[Referring expression data]
= = = = =

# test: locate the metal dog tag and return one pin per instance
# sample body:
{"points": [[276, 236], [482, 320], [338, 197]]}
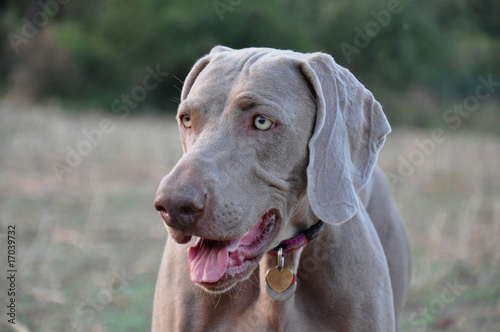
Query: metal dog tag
{"points": [[280, 281]]}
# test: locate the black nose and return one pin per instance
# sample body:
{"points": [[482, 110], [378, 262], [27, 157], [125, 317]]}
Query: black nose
{"points": [[181, 207]]}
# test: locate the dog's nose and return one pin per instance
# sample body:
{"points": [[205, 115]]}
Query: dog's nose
{"points": [[181, 207]]}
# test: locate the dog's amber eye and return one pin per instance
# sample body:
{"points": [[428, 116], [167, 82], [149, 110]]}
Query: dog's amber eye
{"points": [[262, 123], [186, 121]]}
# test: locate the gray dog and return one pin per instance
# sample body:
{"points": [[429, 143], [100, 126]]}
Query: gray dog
{"points": [[287, 222]]}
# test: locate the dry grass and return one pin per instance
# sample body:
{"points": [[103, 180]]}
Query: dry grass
{"points": [[79, 235]]}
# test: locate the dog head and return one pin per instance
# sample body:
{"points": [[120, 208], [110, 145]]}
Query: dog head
{"points": [[272, 140]]}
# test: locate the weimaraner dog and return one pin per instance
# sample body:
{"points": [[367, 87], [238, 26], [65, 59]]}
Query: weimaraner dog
{"points": [[278, 218]]}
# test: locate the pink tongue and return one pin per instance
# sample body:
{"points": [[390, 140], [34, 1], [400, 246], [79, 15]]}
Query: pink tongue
{"points": [[207, 262], [208, 259]]}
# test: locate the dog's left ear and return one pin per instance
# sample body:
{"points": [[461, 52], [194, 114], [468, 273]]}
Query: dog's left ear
{"points": [[350, 129]]}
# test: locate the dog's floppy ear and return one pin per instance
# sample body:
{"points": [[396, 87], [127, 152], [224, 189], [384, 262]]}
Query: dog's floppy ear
{"points": [[193, 75], [349, 131]]}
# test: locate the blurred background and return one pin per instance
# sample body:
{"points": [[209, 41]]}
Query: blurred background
{"points": [[88, 94]]}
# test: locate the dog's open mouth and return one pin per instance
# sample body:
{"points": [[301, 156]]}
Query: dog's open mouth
{"points": [[213, 263]]}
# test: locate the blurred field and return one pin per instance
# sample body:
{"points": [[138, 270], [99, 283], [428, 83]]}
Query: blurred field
{"points": [[89, 244]]}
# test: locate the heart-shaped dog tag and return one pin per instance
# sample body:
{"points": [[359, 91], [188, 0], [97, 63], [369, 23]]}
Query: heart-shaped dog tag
{"points": [[279, 279], [280, 283]]}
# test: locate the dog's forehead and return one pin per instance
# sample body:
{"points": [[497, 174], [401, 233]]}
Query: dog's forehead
{"points": [[269, 75]]}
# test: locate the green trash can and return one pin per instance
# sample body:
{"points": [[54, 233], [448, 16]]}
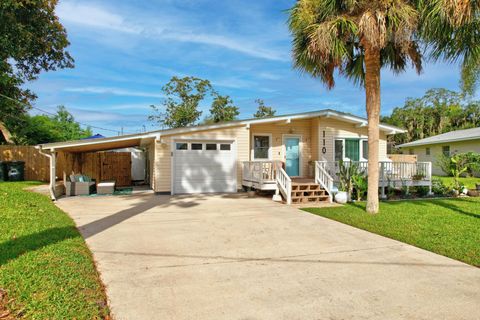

= = = = =

# YOUR TASK
Each record above, in full: return it exactly, pictures excluded.

# ANSWER TO THIS TASK
# test: locate the metal dog tag and return one pin per instance
# sample body:
{"points": [[276, 236], [482, 320], [338, 197]]}
Query: metal dog tag
{"points": [[280, 281]]}
# test: locate the black nose and return one pin per instance
# sample body:
{"points": [[482, 110], [378, 262], [27, 157], [125, 317]]}
Query: black nose
{"points": [[181, 207]]}
# test: locate the dog's nose and return one pin per instance
# sample body:
{"points": [[205, 115]]}
Query: dog's nose
{"points": [[181, 207]]}
# test: locate the dog's amber eye and return one pin per instance
# sample body:
{"points": [[428, 116], [167, 82], [149, 110]]}
Query: dog's amber eye
{"points": [[262, 123], [186, 121]]}
# test: locate the gray dog and return one pin per instance
# sample body:
{"points": [[429, 143], [100, 126]]}
Query: gray dog
{"points": [[287, 222]]}
# test: locate the dry grass and return one pin per instance
# sample body:
{"points": [[103, 180]]}
Query: dry grass
{"points": [[79, 235]]}
# test: locate the dog head and return one pin per instance
# sample body:
{"points": [[120, 208], [110, 145]]}
Query: dog head
{"points": [[272, 140]]}
# test: locate the weimaraner dog and return one pin per instance
# sample body:
{"points": [[367, 87], [238, 26], [65, 59]]}
Query: weimaraner dog
{"points": [[278, 218]]}
# test: locate the pink tongue and return one pin per instance
# sample body:
{"points": [[390, 140], [34, 1], [400, 246], [79, 15]]}
Query: pink tongue
{"points": [[207, 262], [208, 259]]}
# test: locate the dog's left ear and return one pin per instance
# sample body:
{"points": [[461, 52], [194, 114], [468, 273]]}
Query: dog's left ear
{"points": [[350, 129]]}
# test: locate the dog's floppy ear and return one pin per instance
# sample body:
{"points": [[396, 87], [127, 152], [224, 189], [384, 262]]}
Query: dog's floppy ear
{"points": [[193, 75], [349, 131]]}
# test: locate the blurred background and return one pin per instance
# sample body:
{"points": [[209, 41]]}
Query: blurred background
{"points": [[88, 94]]}
# test: locate the dog's open mouth and return one pin per instance
# sample body:
{"points": [[301, 156]]}
Query: dog's open mouth
{"points": [[213, 263]]}
# test: locate the blurred field and return one pin per instance
# sample body:
{"points": [[138, 270], [99, 283], [428, 83]]}
Query: blurred field
{"points": [[89, 244]]}
# test: locate the heart-shaped dog tag and return one pin per instance
# sample body:
{"points": [[359, 91], [188, 0], [97, 63], [369, 23]]}
Query: heart-shaped dog tag
{"points": [[279, 279], [280, 283]]}
# test: locate the dog's forehead and return one pin per instance
# sample body:
{"points": [[497, 174], [401, 233]]}
Query: dog's forehead
{"points": [[269, 75]]}
# test: locate the green trash can and return one pin per instance
# sample body:
{"points": [[54, 233], [448, 16]]}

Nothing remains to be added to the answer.